▸ **Seçilen bölüm**:
Leyla Zana’nın, tırmanan terör nedeniyle ölüm orucuna yatacağını duyurması, yaşamlarımızın hep ölüm ile çevrelendiğini, hedeflerin yaşamakla değil hep ölüm ile tanımlandığı olgusunu ortaya koyuyor.
“Kefenli siyaset”, “şehit olma arzusu”, “çocuğunu askere şehitlik temennisiyle yollama töresi”, “yaşayıp yüceltmek yerine vatan için ölmek, öldürmek”, “ölümleri durdurmak için bile kendini öldürmek”le tehdit etmek, ölüm’ün aksi düşünülemez bir sorun çözme aracı haline geldiğini gösteriyor.
Her canlı için zaten kaçınılmaz bir son olan ölümü elden geldiğince geciktirip yaşam için çaba harcamak yerine, bu sonu öne çekmeye çalışmak psikolojisinin bu denli yaygınlaşması ne anlama geliyor? Bu bir toplumsal çıldırma hali mi?
Ne olup bittiğini ve de bunların niçin olduğunu birlikte anlamaya çalışmak, olaylar içindeki kurguları birlikte bozup yaşamak yerine, ölmeyi, öldürmeyi, yakmayı, insan toplulukları arasındaki bağları koparmayı; bütün bunları da kafasındaki tek doğrular uğruna bu denli içselleştirmek “normal” sayılabilir mi?
Özgürlüğü, refahı mutluluğu, kendinin ya da başkalarının ölümünde arayanların çoğu, bir an durup düşünebilecek akıl sağlığından yoksun olabilirler. Peki az da olsa, akıl sağlığını kaybetmemiş, ölüm değil yaşam tarafında olanlar, birbirlerinin kimliklerine bakmaksızın yenilikçi bir sorun çözme aracı ortaya koyamazlar mı?

▸ **Yapılacak iş**: Seçilen bölümü "Özgürlüğü, refahı mutluluğu, kendinin" sözlerinin geçtiği yerden başlatıp "ortaya koyamazlar mı?" sözlerinden sonra bitirerek yeniden yazın; bunu yaparken "yenilikçi" yerine "yaratıcı" koyun.

▸ **Sağlanan veriler**:
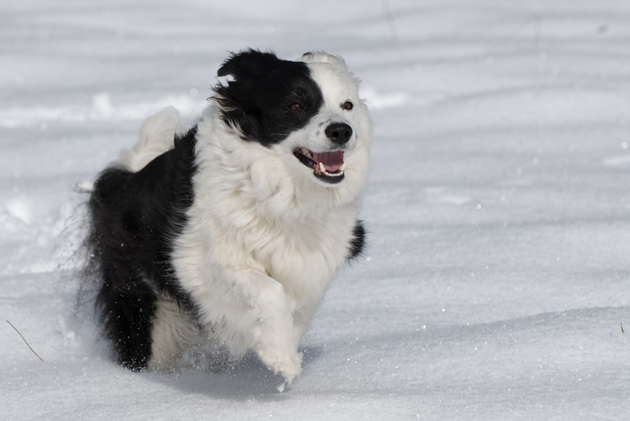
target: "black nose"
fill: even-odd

▸ **Görev çıktısı**:
Özgürlüğü, refahı mutluluğu, kendinin ya da başkalarının ölümünde arayanların çoğu, bir an durup düşünebilecek akıl sağlığından yoksun olabilirler. Peki az da olsa, akıl sağlığını kaybetmemiş, ölüm değil yaşam tarafında olanlar, birbirlerinin kimliklerine bakmaksızın yaratıcı bir sorun çözme aracı ortaya koyamazlar mı?